**GIVEN INSTRUCTION:** Copy the lines that follow, keeping every character the same.

**Records from a collection:**
────────
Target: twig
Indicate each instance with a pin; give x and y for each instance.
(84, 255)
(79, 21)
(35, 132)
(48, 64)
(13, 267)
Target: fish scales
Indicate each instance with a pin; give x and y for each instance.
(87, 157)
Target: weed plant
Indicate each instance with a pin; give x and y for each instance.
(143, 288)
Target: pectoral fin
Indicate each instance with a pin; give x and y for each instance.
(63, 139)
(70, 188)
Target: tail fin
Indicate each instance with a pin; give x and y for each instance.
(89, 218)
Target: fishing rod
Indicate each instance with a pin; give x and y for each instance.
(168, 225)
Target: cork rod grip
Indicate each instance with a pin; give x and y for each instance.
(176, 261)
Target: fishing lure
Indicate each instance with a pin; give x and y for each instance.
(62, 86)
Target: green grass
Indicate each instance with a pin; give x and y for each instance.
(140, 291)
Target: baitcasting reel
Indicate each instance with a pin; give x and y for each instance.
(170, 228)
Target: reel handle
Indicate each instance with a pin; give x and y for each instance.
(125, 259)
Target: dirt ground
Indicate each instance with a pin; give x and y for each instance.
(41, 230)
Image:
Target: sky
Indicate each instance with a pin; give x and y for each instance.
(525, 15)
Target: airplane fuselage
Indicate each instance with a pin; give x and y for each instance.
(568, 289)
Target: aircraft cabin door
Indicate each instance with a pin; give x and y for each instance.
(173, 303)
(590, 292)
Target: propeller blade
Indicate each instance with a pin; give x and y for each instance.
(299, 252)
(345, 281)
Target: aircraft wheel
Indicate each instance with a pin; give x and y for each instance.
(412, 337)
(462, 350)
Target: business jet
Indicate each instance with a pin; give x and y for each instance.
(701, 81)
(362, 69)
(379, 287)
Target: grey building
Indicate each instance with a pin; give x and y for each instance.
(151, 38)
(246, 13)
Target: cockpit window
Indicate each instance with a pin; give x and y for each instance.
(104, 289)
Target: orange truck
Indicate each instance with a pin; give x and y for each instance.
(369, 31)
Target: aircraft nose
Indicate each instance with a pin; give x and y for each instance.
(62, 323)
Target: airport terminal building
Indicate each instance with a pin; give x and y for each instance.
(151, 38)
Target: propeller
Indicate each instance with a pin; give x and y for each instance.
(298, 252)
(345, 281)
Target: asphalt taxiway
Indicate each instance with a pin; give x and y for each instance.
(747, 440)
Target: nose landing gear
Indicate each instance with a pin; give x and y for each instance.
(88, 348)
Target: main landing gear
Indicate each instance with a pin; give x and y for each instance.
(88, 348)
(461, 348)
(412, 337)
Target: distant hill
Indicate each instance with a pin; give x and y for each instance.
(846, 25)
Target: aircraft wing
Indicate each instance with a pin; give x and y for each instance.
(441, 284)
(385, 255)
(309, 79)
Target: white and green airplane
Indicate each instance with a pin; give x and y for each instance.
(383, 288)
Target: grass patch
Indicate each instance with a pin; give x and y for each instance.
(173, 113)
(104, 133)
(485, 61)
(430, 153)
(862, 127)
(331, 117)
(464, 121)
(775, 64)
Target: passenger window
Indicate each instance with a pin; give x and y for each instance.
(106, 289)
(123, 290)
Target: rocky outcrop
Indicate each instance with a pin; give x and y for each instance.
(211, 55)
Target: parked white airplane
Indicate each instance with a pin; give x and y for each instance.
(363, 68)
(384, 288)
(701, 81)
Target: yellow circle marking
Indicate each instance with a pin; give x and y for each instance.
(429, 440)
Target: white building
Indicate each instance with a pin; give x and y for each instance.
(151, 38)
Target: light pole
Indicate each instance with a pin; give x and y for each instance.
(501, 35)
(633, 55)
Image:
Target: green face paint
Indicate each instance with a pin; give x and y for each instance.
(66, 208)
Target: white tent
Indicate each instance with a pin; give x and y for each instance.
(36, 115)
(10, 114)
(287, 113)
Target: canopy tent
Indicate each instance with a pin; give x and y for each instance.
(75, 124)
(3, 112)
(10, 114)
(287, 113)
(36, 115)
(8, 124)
────────
**THE ANSWER:**
Target: twig
Indicate each instance with a pin; give x and y for each instance.
(84, 255)
(79, 21)
(35, 132)
(48, 64)
(13, 267)
Target: fish scales
Indicate each instance with a pin; give x and y for each instance.
(87, 157)
Target: weed plant
Indicate each instance with a pin; give x and y for each instance.
(143, 288)
Target: pectoral fin
Indicate each instance with a pin; give x and y for each instance.
(63, 139)
(70, 188)
Target: tail fin
Indicate each instance with a pin; give x and y for each instance.
(89, 218)
Target: fishing rod
Indicate each instance with a pin; give x and y for each instance.
(168, 225)
Target: cork rod grip
Indicate each instance with a pin; give x and y for each instance.
(176, 261)
Target: fishing lure
Indicate each instance with a pin; give x and y for each instance.
(62, 86)
Target: green grass
Indicate each instance with a pin; give x and y for each instance.
(140, 291)
Target: baitcasting reel
Indicate each instance with a pin; give x and y for each instance.
(170, 228)
Target: reel handle
Indicate each instance with a pin; give x and y for each instance.
(125, 259)
Target: dirt ground
Indicate each instance with a pin; give x and y for each instance.
(41, 230)
Image:
Target: sky
Indicate each instance with a pin; give x and y for each instance.
(525, 15)
Target: airplane fuselage
Indicate each instance with a pin; give x and y for each instance.
(568, 289)
Target: aircraft cabin door
Indicate each instance with a pin; give x and y for each instance.
(173, 303)
(590, 292)
Target: propeller blade
Indicate each instance with a pin; give x and y for each instance.
(299, 252)
(345, 281)
Target: aircraft wheel
Indicate each instance with a pin; give x and y for each instance.
(412, 337)
(462, 350)
Target: business jet
Indicate each instance with a pin; give x and y for each instance.
(701, 81)
(362, 69)
(379, 287)
Target: grey building
Indicate each instance with a pin; give x and y for each instance.
(151, 38)
(246, 13)
Target: cockpit window
Indicate each instance with a pin; give x and y for each instance.
(104, 289)
Target: orange truck
Indicate each instance with a pin; give x and y for each instance.
(369, 31)
Target: aircraft nose
Indicate each instance with a pin; give x and y for each instance.
(62, 323)
Target: airport terminal building
Indicate each instance with a pin; give x and y for each instance.
(151, 38)
Target: propeller
Indicate each instance with a pin; give x and y for each instance.
(298, 252)
(345, 281)
Target: asphalt taxiway
Indicate each instance with a pin; give x and y for each instance.
(747, 440)
Target: nose landing gear
Indicate each instance with a pin; give x and y for each instance.
(88, 348)
Target: main landing gear
Indicate each instance with a pin; give x and y for each instance.
(88, 348)
(461, 348)
(412, 337)
Target: distant hill
Indicate each instance with a pin; give x and y for each instance.
(846, 25)
Target: aircraft wing
Indicate each instance with a pin; give x and y for each instance.
(441, 284)
(385, 255)
(309, 79)
Target: white and green airplane
Indicate each instance with a pin; give x and y for each instance.
(383, 288)
Target: grass patch
Indicate each instance with a pin; give x and y for each instance.
(173, 113)
(104, 133)
(485, 61)
(430, 153)
(862, 127)
(331, 117)
(464, 121)
(775, 64)
Target: passenger window
Indicate each instance with a pin; give x and y for each instance.
(106, 289)
(123, 290)
Target: rocky outcrop
Indicate each instance with a pin; give x and y for each instance.
(211, 55)
Target: parked white airplane
Indicate each instance with a pin; give x and y for each instance.
(363, 68)
(384, 288)
(701, 81)
Target: yellow circle marking
Indicate each instance with a pin; give x and y for each instance.
(429, 440)
Target: white building
Indicate each instance with a pin; give x and y for each instance.
(151, 38)
Target: light pole
Indicate each instance with a pin; give x and y for each instance.
(501, 35)
(633, 55)
Image:
Target: green face paint
Indicate each instance with a pin; give x and y for each instance.
(66, 208)
Target: white tent
Indicate each instance with a pin; give x and y for each instance.
(36, 115)
(10, 114)
(287, 113)
Target: canopy tent
Indicate each instance with a pin; give x and y for each instance.
(75, 124)
(3, 112)
(10, 114)
(287, 113)
(36, 115)
(8, 124)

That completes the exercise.